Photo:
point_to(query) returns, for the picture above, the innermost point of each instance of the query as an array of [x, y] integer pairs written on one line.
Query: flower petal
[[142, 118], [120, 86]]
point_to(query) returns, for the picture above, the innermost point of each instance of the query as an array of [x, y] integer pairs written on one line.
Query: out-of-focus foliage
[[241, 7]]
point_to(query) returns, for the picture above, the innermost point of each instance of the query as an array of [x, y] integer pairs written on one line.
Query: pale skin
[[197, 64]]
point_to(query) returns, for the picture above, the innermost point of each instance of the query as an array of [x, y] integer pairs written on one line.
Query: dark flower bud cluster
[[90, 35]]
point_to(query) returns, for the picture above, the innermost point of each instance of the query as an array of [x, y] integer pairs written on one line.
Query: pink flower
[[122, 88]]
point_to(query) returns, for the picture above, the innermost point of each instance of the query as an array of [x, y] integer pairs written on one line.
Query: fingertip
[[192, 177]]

--

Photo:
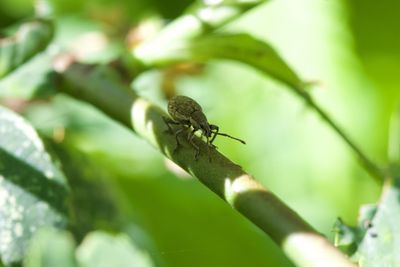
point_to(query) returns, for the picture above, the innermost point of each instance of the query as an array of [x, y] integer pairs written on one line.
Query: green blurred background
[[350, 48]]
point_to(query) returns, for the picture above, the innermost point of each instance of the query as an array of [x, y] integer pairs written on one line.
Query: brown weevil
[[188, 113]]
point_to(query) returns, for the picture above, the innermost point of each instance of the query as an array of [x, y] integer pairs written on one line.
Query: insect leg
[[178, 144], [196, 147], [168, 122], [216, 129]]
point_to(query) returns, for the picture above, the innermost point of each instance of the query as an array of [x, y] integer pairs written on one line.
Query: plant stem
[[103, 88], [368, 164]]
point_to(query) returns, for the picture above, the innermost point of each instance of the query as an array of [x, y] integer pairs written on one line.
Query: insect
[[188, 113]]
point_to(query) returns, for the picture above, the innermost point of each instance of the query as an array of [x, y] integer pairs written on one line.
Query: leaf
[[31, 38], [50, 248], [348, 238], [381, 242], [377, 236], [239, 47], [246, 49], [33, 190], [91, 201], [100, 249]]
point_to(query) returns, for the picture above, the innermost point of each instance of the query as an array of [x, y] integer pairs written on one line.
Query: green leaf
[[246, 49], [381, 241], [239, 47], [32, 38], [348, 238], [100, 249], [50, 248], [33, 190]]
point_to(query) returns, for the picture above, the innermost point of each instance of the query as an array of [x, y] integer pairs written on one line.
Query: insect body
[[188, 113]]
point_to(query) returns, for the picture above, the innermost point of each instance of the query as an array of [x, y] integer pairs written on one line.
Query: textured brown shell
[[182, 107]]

...

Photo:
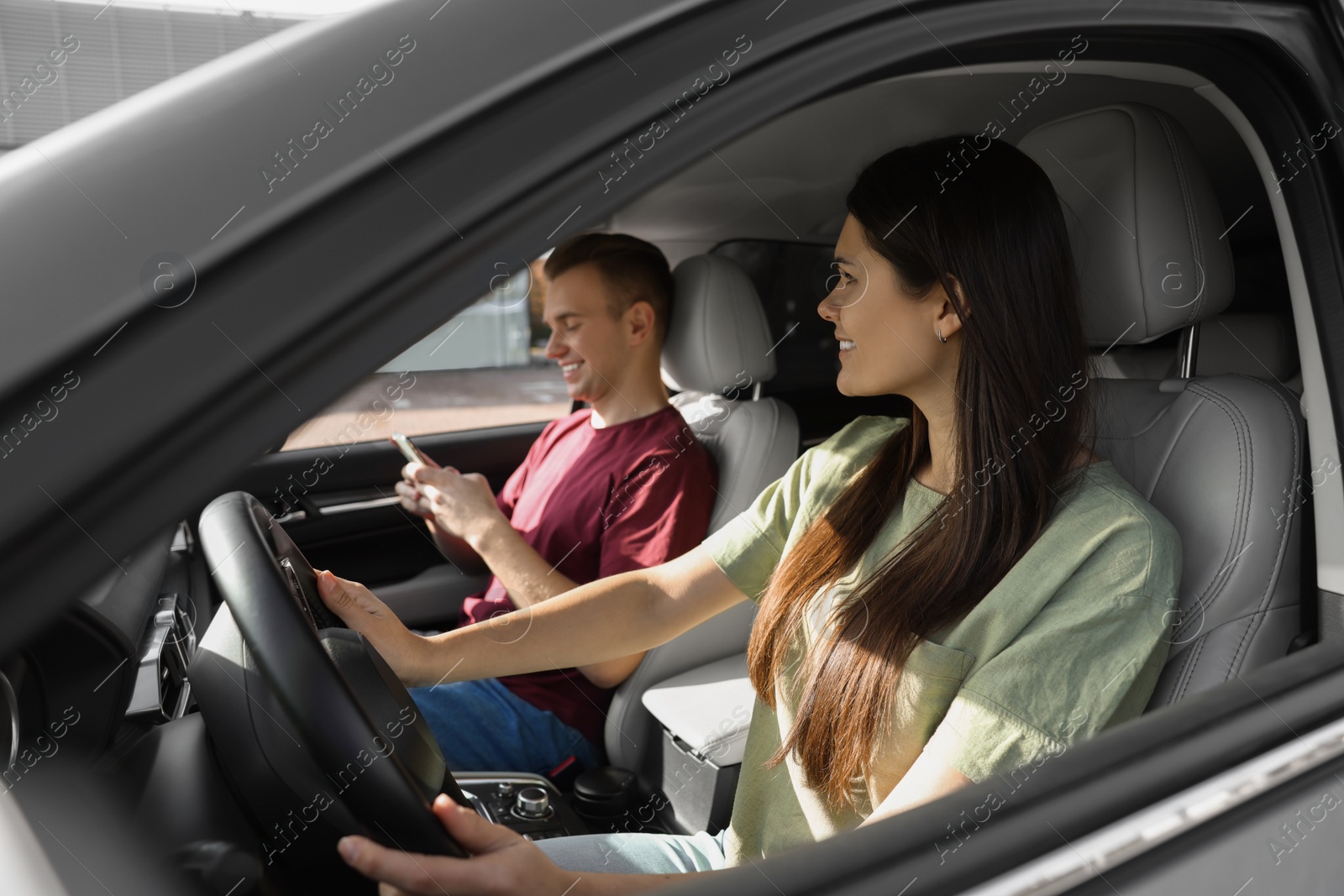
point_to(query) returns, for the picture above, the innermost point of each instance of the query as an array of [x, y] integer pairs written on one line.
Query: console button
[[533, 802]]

» **WORK TO BE COMPLETED**:
List every line in the entries above that contains the word "insect".

» **SOLUTION TO THIS PROBLEM**:
Query: insect leg
Query: insect
Query: insect body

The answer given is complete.